START DATASET RECORDS
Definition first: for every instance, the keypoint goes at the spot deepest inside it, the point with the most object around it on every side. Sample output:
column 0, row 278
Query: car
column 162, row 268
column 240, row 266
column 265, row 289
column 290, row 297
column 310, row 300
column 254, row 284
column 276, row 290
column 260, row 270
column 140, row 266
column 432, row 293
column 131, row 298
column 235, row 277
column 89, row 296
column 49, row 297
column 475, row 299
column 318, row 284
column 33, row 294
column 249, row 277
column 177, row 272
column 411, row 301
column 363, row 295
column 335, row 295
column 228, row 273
END DATASET RECORDS
START DATASET RECORDS
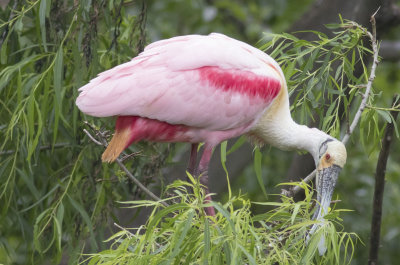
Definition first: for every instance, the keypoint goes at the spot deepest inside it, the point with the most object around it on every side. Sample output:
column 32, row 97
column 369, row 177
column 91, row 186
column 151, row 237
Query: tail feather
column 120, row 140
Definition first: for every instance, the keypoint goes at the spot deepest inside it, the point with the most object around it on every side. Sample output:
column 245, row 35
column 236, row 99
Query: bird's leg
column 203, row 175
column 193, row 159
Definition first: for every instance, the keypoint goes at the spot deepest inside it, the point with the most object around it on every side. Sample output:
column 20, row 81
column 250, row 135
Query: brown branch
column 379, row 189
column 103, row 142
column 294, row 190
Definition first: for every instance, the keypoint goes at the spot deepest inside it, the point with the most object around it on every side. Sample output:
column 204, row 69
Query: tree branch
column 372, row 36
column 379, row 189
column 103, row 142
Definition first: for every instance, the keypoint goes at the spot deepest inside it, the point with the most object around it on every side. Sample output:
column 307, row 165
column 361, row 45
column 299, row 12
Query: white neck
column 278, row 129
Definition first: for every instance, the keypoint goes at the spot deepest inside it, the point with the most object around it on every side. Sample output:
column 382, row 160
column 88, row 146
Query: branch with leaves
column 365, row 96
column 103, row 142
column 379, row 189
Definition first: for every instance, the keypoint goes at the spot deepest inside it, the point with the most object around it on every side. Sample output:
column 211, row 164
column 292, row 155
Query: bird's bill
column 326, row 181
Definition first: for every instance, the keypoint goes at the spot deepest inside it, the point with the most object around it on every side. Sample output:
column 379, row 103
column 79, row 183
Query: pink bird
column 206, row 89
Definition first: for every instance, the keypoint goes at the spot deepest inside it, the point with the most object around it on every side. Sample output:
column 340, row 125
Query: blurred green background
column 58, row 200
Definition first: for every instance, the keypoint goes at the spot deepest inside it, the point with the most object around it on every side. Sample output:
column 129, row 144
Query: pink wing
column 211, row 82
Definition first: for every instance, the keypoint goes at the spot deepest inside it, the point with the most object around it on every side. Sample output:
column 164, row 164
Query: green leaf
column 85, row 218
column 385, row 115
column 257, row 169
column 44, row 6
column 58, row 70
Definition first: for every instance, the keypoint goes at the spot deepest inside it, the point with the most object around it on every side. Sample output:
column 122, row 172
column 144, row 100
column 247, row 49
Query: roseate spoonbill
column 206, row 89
END DATASET RECORDS
START DATASET RECORDS
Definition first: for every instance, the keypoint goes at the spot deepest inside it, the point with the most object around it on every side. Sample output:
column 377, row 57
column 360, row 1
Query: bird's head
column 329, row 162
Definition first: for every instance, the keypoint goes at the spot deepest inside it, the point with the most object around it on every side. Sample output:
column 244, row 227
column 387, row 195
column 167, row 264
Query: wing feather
END DATASET RECORDS
#### TASK INSTRUCTIONS:
How many lines of the records contain the string "green"? Case counts. Reply with only the number.

#### TASK RESPONSE:
2